*Set task 1*
Write out the entire blog post below, word for word and with no changes.
── Source extract ──
Wednesday, September 20, 2023

The Weird Way My Brain Works

     Normally, I'd be finishing up my writing day about now (just after dinner, that is), or would have finished it a few hours ago, depending on when my enthusiasm/momentum/procrastination petered out.  Today, I haven't quite started yet, because when I finished up yesterday (not long after lunch), it was with the depressing realization that I didn't actually know what happened next.

    I mean, I knew what had to happen:  the characters are embroiled in a war, which will be over as soon as they assault the enemy's capital, but before that they had to defeat another town, and my plans had not included any mention of just how they were going to do so, or even what, precisely, that entailed, as this is a war between cultivation clans, so they do not, technically, own or in any other way control the land they're fighting over.  (It doesn't make any sense to me, either.  This may be a genre thing that I'm too ill-versed in the genre and setting to understand.)

    So today I was just like "eh, I'll give my mind a break and just play games all day."  (Sole advantage of being unemployed...)  Yesterday I had taken a few notes in my "Continuing the current fic" file on Google Docs (which I use for jotting down notes and just writing extensions to wherever I happen to be in whatever I'm working on), and shortly before dinner I was looking over them, and then adding to them, just sort of brainstorming in text form.
───
── Given data ──
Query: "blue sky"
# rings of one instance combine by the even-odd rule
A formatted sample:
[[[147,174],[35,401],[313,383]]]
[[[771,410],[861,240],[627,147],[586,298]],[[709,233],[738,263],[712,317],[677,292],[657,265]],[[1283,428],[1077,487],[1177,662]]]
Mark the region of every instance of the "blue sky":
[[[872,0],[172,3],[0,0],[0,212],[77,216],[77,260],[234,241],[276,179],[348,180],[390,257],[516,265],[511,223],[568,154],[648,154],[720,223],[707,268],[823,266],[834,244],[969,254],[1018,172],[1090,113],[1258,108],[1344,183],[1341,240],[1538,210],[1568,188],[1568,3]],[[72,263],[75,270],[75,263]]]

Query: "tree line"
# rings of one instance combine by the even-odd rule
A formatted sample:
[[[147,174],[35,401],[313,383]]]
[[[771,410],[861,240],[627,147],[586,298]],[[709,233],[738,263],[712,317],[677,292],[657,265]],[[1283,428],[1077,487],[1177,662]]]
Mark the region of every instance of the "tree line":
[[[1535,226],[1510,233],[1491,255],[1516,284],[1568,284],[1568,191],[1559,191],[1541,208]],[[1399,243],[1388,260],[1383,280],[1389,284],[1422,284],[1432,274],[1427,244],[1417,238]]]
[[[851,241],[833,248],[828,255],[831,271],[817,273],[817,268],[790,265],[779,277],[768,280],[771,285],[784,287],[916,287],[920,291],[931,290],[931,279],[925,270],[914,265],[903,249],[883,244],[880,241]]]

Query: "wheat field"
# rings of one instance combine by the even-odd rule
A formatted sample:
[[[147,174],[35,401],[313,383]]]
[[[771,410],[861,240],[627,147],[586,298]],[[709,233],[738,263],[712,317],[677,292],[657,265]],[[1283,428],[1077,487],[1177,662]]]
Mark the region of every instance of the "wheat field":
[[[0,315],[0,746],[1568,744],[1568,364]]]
───
*Set task 2*
Count the lines in the entries above that contain the word "wheat", and reply with the number alone.

*Correct output 1*
Wednesday, September 20, 2023

The Weird Way My Brain Works

     Normally, I'd be finishing up my writing day about now (just after dinner, that is), or would have finished it a few hours ago, depending on when my enthusiasm/momentum/procrastination petered out.  Today, I haven't quite started yet, because when I finished up yesterday (not long after lunch), it was with the depressing realization that I didn't actually know what happened next.

    I mean, I knew what had to happen:  the characters are embroiled in a war, which will be over as soon as they assault the enemy's capital, but before that they had to defeat another town, and my plans had not included any mention of just how they were going to do so, or even what, precisely, that entailed, as this is a war between cultivation clans, so they do not, technically, own or in any other way control the land they're fighting over.  (It doesn't make any sense to me, either.  This may be a genre thing that I'm too ill-versed in the genre and setting to understand.)

    So today I was just like "eh, I'll give my mind a break and just play games all day."  (Sole advantage of being unemployed...)  Yesterday I had taken a few notes in my "Continuing the current fic" file on Google Docs (which I use for jotting down notes and just writing extensions to wherever I happen to be in whatever I'm working on), and shortly before dinner I was looking over them, and then adding to them, just sort of brainstorming in text form.

*Correct output 2*
2